*** Texto apresentado ***

É a primeira vez que visita Portugal, mas sabe de cor a data do grande terramoto de Lisboa e o papel do país nos Descobrimentos. O nome do norte-americano Adam Johnson tornou-se famoso em 2013, quando o seu segundo romance Vida Roubada (ou The Orphan Master’s Son, no original) venceu o Prémio Pulitzer na categoria de ficção. Foram precisos anos para terminar a longa e minuciosa investigação sobre a vida na Coreia do Norte, e depois criar uma trama e personagens que pudessem habitar o país mais fechado do mundo que, graças a Johnson, não se fica pelas notícias bizarras e assustadoras que chegam ao Ocidente.
Quatro anos após o Pulitzer, o norte-americano de 46 anos ainda tem prazer em falar de Vida Roubada, o único livro que tem publicado em Portugal. Mesmo se em 2015 venceu o importante National Book Award com Fortune Smiles, uma compilação de contos. “Oh, é esta a capa portuguesa? Ainda só a tinha visto na Internet“, diz, perante o livro publicado em 2014 pela Saída de Emergência.
Adam Johnson passou cinco dias na Coreia do Norte, em 2007. Mas não foi nessa viagem, completamente controlada pelo regime de Kim Jong-un, que foi beber a realidade que tão fielmente transmite ao longo de quase 500 páginas. Não foi nessa viagem que soube das provações passadas nos anos 1990, com a grande fome, que matou centenas de milhares de norte-coreanos à fome. Nem foi no terreno que descobriu que as mulheres mais bonitas da província são enviadas para a capital do país, muitas delas para a prostituição, ou que os órfãos ficam marcados para sempre porque recebem sempre o nome de um dos 114 Grandes Mártires Revolucionários.
Também não foi lá que soube dos raptos e dos assassinatos encomendados pelo regime — como o mais recente, de Kim Jong-nam, a fazer lembrar um filme de ação. “Matar Kim Jong-nam sugere-me que o líder atual, Kim-Jong-un, acredita que corre perigo de vida“, diz. “Se eu fosse o Kim Jong-chul [o único herdeiro da dinastia Kim que resta] estaria muito nervoso agora. Parece-me que é a forma de o líder assegurar que ninguém o vai matar a ele.”
Atualmente, Johnson está a viver na capital da Alemanha, ao abrigo de um programa de seis meses da Academia Americana de Berlim. Ele, a mulher, que também é escritora, e os três filhos. Os cinco andam sempre juntos e no Festival Literário da Madeira, onde é um dos principais convidados, não é diferente. Enquanto falava com o Observador, as crianças divertiam-se na piscina. No sábado, estará ao lado de Miguel Sousa Tavares e Paulo Moura, no Funchal, para a sessão de encerramento.
Publicou Vida Roubada em 2012. Com o Prémio Pulitzer de ficção, imagino que ainda hoje seja inevitável falar sobre o romance. Cinco anos depois, ainda consegue voltar a ele?

*** Material ***

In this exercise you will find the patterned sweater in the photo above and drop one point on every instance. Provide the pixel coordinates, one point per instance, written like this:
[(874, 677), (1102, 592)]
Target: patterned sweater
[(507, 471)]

***

Instrução dada:
Segundo o texto apresentado, quantos dias Adam Johnson passou na Coreia do Norte e em que ano?

Resposta à instrução:
Passou cinco dias na Coreia do Norte, em 2007.